| EXERCISE |
Format every line of the items below as a Markdown table with two columns, Row and Item Line. Number the rows in order and leave out any blank lines.

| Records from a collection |

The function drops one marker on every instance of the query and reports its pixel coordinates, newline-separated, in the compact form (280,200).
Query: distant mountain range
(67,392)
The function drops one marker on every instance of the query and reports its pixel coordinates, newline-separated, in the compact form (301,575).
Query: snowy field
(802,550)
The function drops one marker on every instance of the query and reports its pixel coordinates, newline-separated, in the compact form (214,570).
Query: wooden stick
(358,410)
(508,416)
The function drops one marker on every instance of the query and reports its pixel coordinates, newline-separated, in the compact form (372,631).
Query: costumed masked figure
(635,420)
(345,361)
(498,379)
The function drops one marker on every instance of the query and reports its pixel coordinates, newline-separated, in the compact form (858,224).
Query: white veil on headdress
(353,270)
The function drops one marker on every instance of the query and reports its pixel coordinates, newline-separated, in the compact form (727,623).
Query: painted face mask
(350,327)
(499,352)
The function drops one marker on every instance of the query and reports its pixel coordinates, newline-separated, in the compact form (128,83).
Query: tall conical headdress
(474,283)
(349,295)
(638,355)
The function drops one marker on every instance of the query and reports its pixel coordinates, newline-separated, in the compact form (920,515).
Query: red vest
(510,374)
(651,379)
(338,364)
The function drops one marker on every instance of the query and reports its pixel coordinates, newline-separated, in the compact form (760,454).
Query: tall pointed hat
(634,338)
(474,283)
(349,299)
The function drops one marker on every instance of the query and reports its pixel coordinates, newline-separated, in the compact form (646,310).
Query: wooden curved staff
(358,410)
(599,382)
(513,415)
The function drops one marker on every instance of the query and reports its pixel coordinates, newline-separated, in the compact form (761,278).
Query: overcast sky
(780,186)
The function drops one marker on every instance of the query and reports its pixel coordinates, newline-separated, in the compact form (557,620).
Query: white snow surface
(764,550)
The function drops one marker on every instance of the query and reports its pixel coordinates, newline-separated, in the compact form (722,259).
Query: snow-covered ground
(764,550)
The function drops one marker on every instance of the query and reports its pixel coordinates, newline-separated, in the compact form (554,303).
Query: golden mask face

| COMPLETE OUTPUT |
| Row | Item Line |
|---|---|
| 1 | The function drops one marker on every instance of the query and reports its pixel coordinates, newline-separated, in the compact form (280,200). |
| 2 | Query: distant mountain range |
| 3 | (67,392) |
| 4 | The function drops one marker on every instance of the query and reports its pixel coordinates, newline-separated, in the compact form (301,575). |
| 5 | Query: snowy field |
| 6 | (802,550) |
| 7 | The function drops one marker on every instance of the query and reports its pixel coordinates, newline-separated, in the compact form (214,570). |
| 8 | Query: wooden stick |
| 9 | (358,410) |
| 10 | (508,416) |
| 11 | The function drops one marker on every instance of the query and reports its pixel coordinates, newline-separated, in the compact form (372,631). |
| 12 | Query: costumed masked figure |
| 13 | (635,420) |
| 14 | (345,361) |
| 15 | (498,379) |
| 16 | The function drops one marker on every instance of the query and reports its pixel coordinates, newline-separated, in the compact form (858,224). |
| 17 | Query: white veil on headdress |
| 18 | (353,270) |
| 19 | The function drops one marker on every instance of the query and reports its pixel coordinates, newline-separated, in the compact form (727,623). |
| 20 | Query: painted face mask |
| 21 | (350,327) |
| 22 | (499,352) |
| 23 | The function drops one marker on every instance of the query and reports its pixel coordinates, newline-separated, in the compact form (128,83). |
| 24 | Query: tall conical headdress |
| 25 | (474,283) |
| 26 | (349,295) |
| 27 | (638,355) |
| 28 | The function drops one marker on every instance of the query and reports its pixel coordinates, newline-separated, in the compact form (920,515). |
| 29 | Query: red vest |
| 30 | (510,374) |
| 31 | (651,379) |
| 32 | (338,364) |
| 33 | The function drops one marker on every instance of the query and reports its pixel coordinates, newline-separated, in the compact form (760,454). |
| 34 | Query: tall pointed hat |
| 35 | (634,338) |
| 36 | (474,283) |
| 37 | (349,299) |
| 38 | The function drops one marker on every instance of the query and reports its pixel coordinates, newline-separated, in the compact form (646,310). |
| 39 | Query: wooden curved staff |
| 40 | (358,410) |
| 41 | (599,382) |
| 42 | (513,415) |
| 43 | The function drops one marker on every instance of the query and reports its pixel coordinates, newline-separated, in the compact form (761,278). |
| 44 | Query: overcast sky |
| 45 | (780,186) |
| 46 | The function drops one marker on every instance of the query and reports its pixel coordinates, newline-separated, in the compact form (557,620). |
| 47 | Query: white snow surface |
| 48 | (764,550) |
| 49 | The function drops one marker on every instance of the query and reports its pixel coordinates, newline-separated, in the compact form (722,259). |
| 50 | Query: snow-covered ground |
| 51 | (764,550) |
| 52 | The function drops one marker on every instance of the query and reports its pixel coordinates, newline-separated, in the compact form (554,303). |
| 53 | Query: golden mask face |